| Brano |

Questo emergeva dalle meticolose indagini del R.O.S. che svelavano le mire egemoniche di una Scu che ambiva ad allungare i suoi tentacoli anche su altri settori economici come quello del movimento terra.


Un blitz così importante, quello del luglio dell’anno scorso, da meritare la presenza del Generale  Mario Parente che si complimentò con il Colonnello Vincenzoni e i suoi uomini: “Un’operazione difficile in un ambiente non sempre favorevole caratterizzato da quelle condizioni tipicamente mafiose-ambientali – dichiarava il Generale Mario Parente – e questo qualifica ulteriormente le attività svolte. Le indagini hanno fotografato un quadro molto attuale della situazione. Si è riscontrato una sorta di adattamento progressivo da parte degli stessi imprenditori e degli operatori commerciali. Ci troviamo davanti ad un oggettivo salto di qualità perché si è verificata un’estromissione delle imprese sane a beneficio di quelle controllate dal sodalizio mafioso che aveva messo le mani su un mercato molto remunerativo e lucroso come quello del turismo estivo nel Salento. L’auspicio è che l’operazione possa restituire una certa fiducia agli imprenditori”, concludeva il Generale Parente.

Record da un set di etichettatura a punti
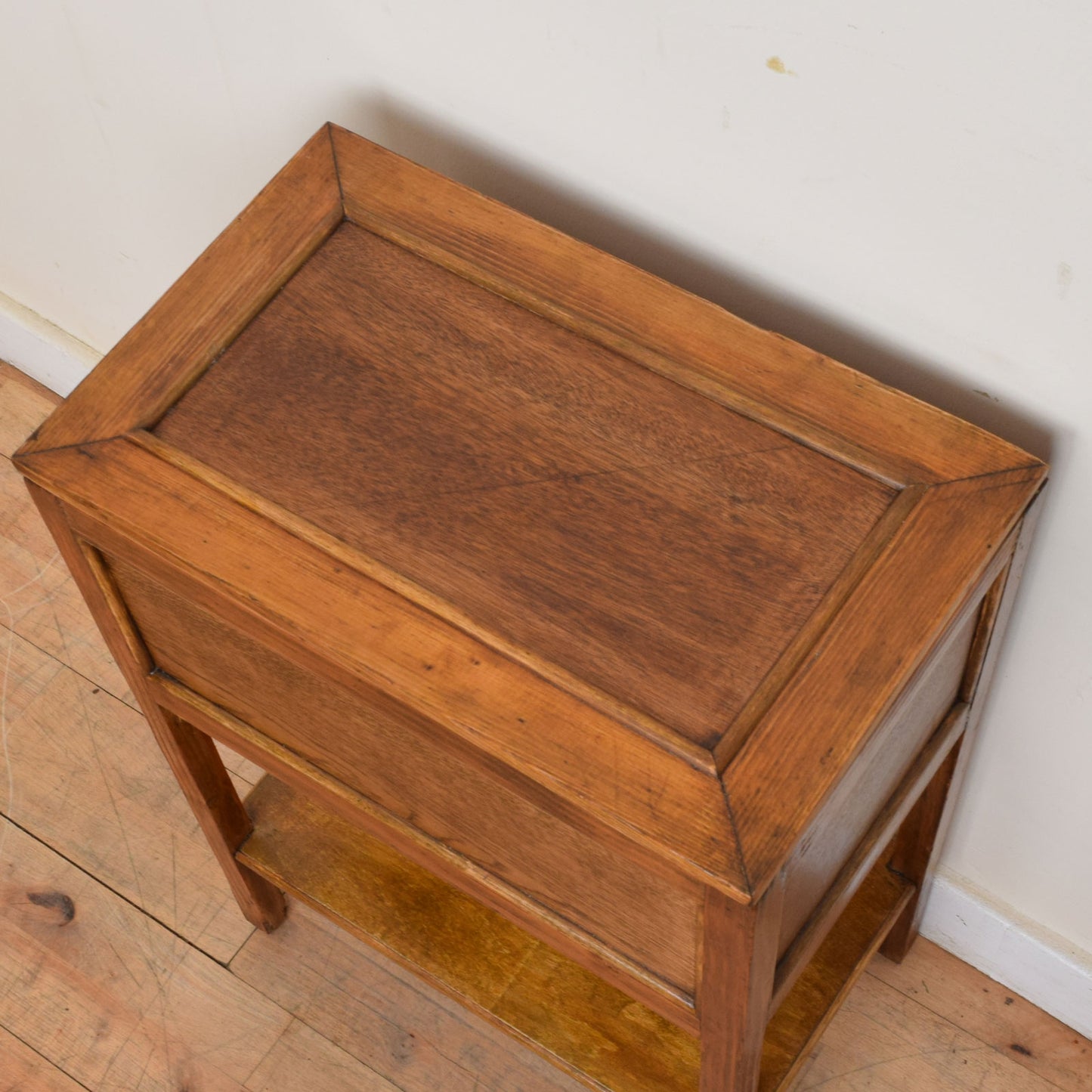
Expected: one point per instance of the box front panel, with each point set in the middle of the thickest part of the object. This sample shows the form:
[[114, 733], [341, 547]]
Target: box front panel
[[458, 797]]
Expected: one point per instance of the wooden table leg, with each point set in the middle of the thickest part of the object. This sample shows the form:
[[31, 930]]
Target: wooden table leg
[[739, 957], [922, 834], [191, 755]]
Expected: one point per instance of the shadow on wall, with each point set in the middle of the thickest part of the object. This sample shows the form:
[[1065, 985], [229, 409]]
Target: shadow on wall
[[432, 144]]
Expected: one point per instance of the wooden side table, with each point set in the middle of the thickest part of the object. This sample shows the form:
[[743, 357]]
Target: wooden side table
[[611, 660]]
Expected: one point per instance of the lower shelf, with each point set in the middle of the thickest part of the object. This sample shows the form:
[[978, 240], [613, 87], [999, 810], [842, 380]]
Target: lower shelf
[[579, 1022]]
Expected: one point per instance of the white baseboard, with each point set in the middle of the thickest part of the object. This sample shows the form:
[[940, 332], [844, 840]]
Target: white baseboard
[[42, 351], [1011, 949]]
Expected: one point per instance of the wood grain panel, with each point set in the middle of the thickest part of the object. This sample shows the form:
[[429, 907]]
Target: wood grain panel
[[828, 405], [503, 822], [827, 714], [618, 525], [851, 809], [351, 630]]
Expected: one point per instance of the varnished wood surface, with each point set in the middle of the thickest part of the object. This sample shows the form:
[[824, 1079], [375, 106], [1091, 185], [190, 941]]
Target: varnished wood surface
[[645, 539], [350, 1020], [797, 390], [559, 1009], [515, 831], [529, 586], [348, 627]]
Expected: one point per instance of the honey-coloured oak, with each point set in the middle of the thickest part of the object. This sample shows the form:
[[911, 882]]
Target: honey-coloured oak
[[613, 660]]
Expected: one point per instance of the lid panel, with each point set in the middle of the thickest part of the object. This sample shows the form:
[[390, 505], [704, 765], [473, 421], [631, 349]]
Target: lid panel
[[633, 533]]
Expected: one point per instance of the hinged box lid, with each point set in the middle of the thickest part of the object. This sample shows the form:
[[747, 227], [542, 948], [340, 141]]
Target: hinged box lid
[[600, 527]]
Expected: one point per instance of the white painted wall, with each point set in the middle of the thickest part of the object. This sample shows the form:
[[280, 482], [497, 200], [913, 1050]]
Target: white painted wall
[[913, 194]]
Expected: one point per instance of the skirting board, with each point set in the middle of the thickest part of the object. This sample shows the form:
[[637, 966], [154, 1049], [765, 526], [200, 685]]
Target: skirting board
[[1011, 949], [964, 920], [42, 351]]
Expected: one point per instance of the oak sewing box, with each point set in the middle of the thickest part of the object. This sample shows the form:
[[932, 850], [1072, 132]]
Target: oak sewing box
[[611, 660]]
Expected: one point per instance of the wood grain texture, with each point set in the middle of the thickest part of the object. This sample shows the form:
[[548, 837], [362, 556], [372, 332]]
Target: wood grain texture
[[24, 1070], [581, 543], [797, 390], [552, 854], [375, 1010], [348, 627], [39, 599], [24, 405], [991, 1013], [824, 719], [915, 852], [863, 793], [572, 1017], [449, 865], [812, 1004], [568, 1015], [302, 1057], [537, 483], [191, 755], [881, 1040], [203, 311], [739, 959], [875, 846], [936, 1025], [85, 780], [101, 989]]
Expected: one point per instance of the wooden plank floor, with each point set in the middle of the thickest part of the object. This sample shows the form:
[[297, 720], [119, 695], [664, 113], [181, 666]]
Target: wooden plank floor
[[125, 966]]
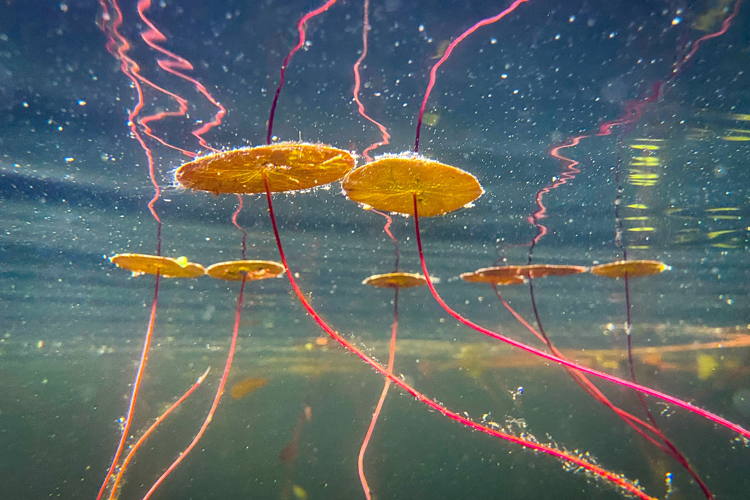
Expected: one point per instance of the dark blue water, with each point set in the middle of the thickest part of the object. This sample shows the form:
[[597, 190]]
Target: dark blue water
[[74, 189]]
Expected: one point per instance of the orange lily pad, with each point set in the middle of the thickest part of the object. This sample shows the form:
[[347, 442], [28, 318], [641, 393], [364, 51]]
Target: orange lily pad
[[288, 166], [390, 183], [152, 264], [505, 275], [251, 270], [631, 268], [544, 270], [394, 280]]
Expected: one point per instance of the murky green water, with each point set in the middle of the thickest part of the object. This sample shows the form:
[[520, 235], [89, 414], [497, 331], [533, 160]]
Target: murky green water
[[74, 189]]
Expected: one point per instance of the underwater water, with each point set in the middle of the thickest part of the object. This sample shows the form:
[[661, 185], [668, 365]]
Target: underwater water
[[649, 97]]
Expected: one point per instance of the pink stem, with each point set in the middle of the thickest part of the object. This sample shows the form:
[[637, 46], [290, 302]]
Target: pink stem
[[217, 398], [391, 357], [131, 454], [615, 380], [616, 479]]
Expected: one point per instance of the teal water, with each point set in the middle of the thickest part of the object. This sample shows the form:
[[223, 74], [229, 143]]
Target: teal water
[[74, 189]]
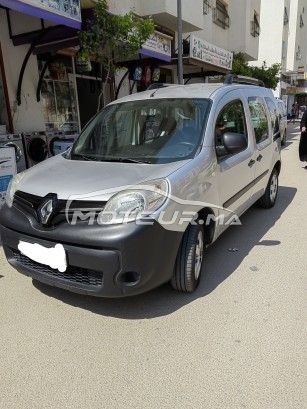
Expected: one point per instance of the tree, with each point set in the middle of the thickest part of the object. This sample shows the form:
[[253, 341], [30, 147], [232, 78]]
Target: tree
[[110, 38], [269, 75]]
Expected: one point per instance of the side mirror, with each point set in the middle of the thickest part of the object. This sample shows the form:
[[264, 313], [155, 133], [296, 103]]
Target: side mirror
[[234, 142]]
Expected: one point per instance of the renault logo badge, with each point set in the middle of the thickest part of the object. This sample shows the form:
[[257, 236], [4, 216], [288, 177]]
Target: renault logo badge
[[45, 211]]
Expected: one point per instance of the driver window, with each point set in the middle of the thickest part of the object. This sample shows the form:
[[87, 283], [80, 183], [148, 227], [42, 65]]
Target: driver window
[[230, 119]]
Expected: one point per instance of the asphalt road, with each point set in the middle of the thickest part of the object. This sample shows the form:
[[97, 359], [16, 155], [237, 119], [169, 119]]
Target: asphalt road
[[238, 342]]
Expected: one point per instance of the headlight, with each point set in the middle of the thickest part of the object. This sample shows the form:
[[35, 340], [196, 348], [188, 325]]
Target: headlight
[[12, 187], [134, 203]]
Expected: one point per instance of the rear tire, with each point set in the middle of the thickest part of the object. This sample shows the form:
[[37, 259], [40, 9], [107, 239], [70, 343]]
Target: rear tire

| Richiesta A |
Esprimi come lista JSON di stringhe le righe dei record che partono da quella contenente "Expected: one point per instance of the white baseboard, with" e arrivano a quella contenente "[[1011, 949], [964, 920], [42, 351]]", estremi inclusi, con una stringa per ogni riga e senza le righe vuote.
| Richiesta B |
Prosegui il brano sull'operazione del R.O.S. contro la Scu nel Salento dal punto in cui si interrompe.

| Risultato atteso A |
[
  "Expected: one point per instance of the white baseboard, with each point set in the middle of the thickest part of the object. This sample shows the form:",
  "[[940, 332], [844, 840]]",
  "Target: white baseboard",
  "[[42, 351], [1011, 949]]",
  "Expected: one point per instance of the wood grain panel, with each point set in the middle of the thickest part of the object. This sample shows the form:",
  "[[429, 907]]",
  "Target: wood grain panel",
  "[[828, 405], [503, 822], [827, 714], [618, 525], [851, 809], [351, 630]]",
  "Expected: one point per instance of the varnished wood surface, with each point set in the middle of the thickest part of the object. This sample shows the form:",
  "[[824, 1079], [375, 106], [1091, 185], [190, 941]]",
  "Target: varnished wood surface",
  "[[645, 539], [350, 1020], [797, 390], [559, 1009], [515, 831], [529, 586], [348, 627]]",
  "Expected: one point per instance of the honey-coloured oak, with each point set in the middle of the thickest part of the object. This sample shows the form:",
  "[[911, 882]]",
  "Target: honey-coloured oak",
  "[[613, 660]]",
  "Expected: one point per instance of the lid panel, with each point set in the middle of the thickest part of the object. This sample shows the form:",
  "[[390, 505], [704, 765], [473, 421], [631, 349]]",
  "Target: lid panel",
  "[[633, 533]]",
  "Expected: one point per instance of the hinged box lid, with each point set in the middle of the thickest part of the object. This sample shows the form:",
  "[[747, 227], [542, 948], [340, 141]]",
  "Target: hinged box lid",
  "[[600, 527]]",
  "Expected: one point per instance of the white painted wall, with each point set in the middle of the thickest part of the object. This sample shows the form:",
  "[[280, 482], [497, 200], [913, 1050]]",
  "Target: white painted wall",
  "[[913, 194]]",
  "Expected: one point per instance of the skirting board, with each point set in the middle of the thickest part of the object. This sample shows the form:",
  "[[637, 966], [154, 1049], [765, 526], [200, 685]]",
  "Target: skirting board",
  "[[1011, 949], [964, 920], [42, 351]]"
]

| Risultato atteso B |
A distanza di un anno, l’attività investigativa di natura patrimoniale ha dato i suoi frutti, facendo emergere la riconducibilità al clan di ingenti beni mobili e immobili intestati a tre soggetti affiliati al clan Padovano: Gabriele Cardellini, trentunenne di Gallipoli, Eugenio Corchia, trentaquatrenne di Gallipoli e Luca Tomasi, di quarantadue anni, nato a Lucca e residente a Carpignano Salentino.
I beni sottoposti a sequestro preventivo ammontano a circa un milione di euro. Vediamoli nel dettaglio. La sala giochi “Games Room”- circolo culturale ricreativo - ubicata in Viale Europa a Gallipoli; un appezzamento di terreno agricolo denominato “Nanni” ricadente in zona “V7- sottoposto a vincolo di salvaguardia paesaggistica”; un appartamento sito in Gallipoli in Corso Italia, facente parte del compendio immobiliare “Residence Corso Italia”; quattro motocicli e due conti correnti bancari. Questi i beni sequestrati a Gabriele Cardellini.
Per quanto riguarda Eugenio Corchia i beni sequestrati sono i seguenti: l’impresa individuale denominata “Mare Nosciu di Corchia Eugenio” attiva nel commercio di prodotti ittici, con sedi in Aradeo e Collepasso; un’autovettura e due conti correnti bancari.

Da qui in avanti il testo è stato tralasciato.